Page:
::::

/redo

Small script that executes any program recursively in a directory tree.

Primary LanguageShellMIT LicenseMIT

Shell MIT license

redo

Instead of doing something like find . -type d -execdir ... \; you can run redo with the command you want to have executed recursively in the subdirectories of the working directory.

Installation

Installation via Homebrew

If Homebrew is installed, you can run this command:

brew install vbwx/utils/redo

Manual Installation

  1. Download and extract the latest release of redo.
  2. If desired, move the completion script(s) to the appropriate location on your system.
    • Move completion/redo to a directory like /etc/bash_completion.d.
    • Move completion/_redo to a directory like /usr/share/zsh/site-functions.
  3. Move redo to a directory such as /usr/bin.

Usage

Run redo --help to get a quick overview of how to use this utility.

Synopsis

redo [--quiet] [--strict] [--follow] [--hidden] [--nocd]
     [--mindepth N] [--maxdepth N] [--depth N]
     [--] [+INCLUDE_GLOB ...] [-EXCLUDE_GLOB ...]
     [+] [DIR ...] [-] [SCRIPT_OR_EXECUTABLE [ARG ...]]

Environment Variables

You can use the following variables in the script supplied to redo.

::::

The request:
Which Homebrew command installs redo, according to the redo page?

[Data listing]
::::

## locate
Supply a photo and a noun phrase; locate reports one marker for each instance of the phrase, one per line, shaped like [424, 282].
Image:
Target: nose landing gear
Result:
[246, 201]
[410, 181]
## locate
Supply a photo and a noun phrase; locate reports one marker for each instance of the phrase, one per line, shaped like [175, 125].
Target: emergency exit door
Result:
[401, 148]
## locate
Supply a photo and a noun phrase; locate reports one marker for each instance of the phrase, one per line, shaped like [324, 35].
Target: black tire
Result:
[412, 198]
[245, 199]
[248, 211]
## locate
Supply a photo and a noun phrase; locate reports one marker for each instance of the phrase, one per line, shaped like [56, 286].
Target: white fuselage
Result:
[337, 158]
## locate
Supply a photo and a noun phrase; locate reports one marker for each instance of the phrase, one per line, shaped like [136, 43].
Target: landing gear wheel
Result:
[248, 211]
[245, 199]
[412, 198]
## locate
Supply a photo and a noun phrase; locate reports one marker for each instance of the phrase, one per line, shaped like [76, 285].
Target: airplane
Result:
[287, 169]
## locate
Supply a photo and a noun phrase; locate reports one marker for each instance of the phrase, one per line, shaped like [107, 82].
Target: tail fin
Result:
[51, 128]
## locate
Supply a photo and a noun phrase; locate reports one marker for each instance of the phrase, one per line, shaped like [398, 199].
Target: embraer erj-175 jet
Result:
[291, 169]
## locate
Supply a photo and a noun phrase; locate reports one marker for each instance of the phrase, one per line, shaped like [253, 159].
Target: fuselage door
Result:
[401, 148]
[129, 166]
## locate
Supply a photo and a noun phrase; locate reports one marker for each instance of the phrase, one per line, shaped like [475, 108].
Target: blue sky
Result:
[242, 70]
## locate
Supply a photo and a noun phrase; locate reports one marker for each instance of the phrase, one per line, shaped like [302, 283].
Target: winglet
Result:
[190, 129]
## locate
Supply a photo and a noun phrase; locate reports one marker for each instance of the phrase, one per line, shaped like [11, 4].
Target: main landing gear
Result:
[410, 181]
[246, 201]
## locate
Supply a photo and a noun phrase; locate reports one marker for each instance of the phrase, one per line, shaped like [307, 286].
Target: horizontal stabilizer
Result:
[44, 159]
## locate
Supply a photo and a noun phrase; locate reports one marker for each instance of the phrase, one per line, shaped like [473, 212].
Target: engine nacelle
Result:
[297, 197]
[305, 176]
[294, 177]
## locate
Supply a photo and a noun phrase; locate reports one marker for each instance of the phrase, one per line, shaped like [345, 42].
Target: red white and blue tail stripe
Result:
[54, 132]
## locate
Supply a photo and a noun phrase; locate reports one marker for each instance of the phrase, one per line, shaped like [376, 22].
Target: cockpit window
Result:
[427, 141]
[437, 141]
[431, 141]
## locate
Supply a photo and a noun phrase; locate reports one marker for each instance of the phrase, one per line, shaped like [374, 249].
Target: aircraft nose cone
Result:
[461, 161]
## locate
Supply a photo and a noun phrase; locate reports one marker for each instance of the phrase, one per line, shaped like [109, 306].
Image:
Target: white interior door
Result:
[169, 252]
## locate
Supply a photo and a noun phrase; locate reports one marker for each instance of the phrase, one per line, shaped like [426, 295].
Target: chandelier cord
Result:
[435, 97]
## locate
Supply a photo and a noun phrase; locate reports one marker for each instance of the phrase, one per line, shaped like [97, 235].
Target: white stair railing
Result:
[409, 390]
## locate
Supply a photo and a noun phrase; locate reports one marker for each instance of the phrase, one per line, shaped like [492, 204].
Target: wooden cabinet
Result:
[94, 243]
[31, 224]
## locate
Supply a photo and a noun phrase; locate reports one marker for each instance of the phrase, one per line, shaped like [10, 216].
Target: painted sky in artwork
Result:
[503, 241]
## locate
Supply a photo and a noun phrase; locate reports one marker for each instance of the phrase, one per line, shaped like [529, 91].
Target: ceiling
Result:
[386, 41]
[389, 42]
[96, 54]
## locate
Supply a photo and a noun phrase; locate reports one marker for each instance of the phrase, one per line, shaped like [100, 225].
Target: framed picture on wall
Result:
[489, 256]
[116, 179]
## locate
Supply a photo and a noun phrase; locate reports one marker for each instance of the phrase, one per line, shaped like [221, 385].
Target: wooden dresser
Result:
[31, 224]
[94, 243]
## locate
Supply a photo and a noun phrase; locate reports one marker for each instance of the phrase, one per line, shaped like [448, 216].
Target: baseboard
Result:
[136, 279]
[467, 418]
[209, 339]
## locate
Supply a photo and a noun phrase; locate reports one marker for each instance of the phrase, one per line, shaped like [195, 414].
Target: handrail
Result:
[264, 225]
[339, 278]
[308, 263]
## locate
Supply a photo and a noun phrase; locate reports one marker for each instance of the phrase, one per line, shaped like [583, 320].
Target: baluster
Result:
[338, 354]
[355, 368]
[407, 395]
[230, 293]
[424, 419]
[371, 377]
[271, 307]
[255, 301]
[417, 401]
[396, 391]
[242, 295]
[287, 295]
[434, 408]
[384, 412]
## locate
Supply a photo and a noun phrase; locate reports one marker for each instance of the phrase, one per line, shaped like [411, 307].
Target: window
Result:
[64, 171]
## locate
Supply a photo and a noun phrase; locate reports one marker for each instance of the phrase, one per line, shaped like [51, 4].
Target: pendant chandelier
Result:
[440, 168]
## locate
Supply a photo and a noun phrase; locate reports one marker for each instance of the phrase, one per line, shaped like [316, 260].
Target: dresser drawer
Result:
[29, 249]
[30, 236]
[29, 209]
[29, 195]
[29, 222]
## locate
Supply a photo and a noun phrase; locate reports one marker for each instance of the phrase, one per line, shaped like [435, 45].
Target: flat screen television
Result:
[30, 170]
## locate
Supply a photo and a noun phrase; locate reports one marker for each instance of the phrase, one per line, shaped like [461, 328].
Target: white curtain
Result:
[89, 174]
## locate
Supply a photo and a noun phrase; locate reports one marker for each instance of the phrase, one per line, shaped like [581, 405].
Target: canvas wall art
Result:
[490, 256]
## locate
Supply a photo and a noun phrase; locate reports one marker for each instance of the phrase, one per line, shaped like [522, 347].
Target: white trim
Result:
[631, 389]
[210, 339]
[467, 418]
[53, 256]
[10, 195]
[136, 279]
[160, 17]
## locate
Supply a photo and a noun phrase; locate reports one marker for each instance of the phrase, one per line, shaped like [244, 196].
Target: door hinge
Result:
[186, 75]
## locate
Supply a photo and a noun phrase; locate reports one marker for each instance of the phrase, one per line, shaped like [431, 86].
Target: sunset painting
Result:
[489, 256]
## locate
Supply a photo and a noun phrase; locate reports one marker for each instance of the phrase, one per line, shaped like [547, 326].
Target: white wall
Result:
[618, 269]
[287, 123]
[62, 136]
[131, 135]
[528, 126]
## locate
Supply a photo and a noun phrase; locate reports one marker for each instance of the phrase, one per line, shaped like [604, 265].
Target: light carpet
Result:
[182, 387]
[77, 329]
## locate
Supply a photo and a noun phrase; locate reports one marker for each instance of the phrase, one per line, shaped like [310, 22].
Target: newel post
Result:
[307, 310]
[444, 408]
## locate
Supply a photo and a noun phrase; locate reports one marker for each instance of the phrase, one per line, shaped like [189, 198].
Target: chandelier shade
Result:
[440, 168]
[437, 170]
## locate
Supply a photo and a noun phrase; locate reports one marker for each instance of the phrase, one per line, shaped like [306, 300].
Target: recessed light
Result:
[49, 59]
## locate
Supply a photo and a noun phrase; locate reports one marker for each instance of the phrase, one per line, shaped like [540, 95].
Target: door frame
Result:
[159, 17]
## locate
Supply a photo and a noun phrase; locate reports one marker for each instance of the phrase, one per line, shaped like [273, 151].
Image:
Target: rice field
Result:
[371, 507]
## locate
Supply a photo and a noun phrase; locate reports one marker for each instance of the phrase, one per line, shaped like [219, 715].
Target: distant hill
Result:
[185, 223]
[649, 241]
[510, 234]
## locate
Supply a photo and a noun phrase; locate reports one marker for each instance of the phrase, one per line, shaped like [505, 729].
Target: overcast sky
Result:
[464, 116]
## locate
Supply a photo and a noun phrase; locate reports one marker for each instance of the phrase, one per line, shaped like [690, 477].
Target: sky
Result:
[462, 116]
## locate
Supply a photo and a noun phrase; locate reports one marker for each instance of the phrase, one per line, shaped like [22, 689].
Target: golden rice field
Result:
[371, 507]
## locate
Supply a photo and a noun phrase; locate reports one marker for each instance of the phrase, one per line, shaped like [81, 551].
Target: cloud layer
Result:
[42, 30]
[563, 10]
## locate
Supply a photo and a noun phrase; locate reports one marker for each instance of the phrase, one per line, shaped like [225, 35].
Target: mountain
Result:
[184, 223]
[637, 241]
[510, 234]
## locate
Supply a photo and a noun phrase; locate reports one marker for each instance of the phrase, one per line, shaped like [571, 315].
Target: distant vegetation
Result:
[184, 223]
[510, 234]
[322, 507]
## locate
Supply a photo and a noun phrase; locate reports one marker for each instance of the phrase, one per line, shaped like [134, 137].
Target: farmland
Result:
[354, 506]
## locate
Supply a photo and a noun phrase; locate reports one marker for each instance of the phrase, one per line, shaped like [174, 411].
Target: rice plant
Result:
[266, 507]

::::

The response:
brew install vbwx/utils/redo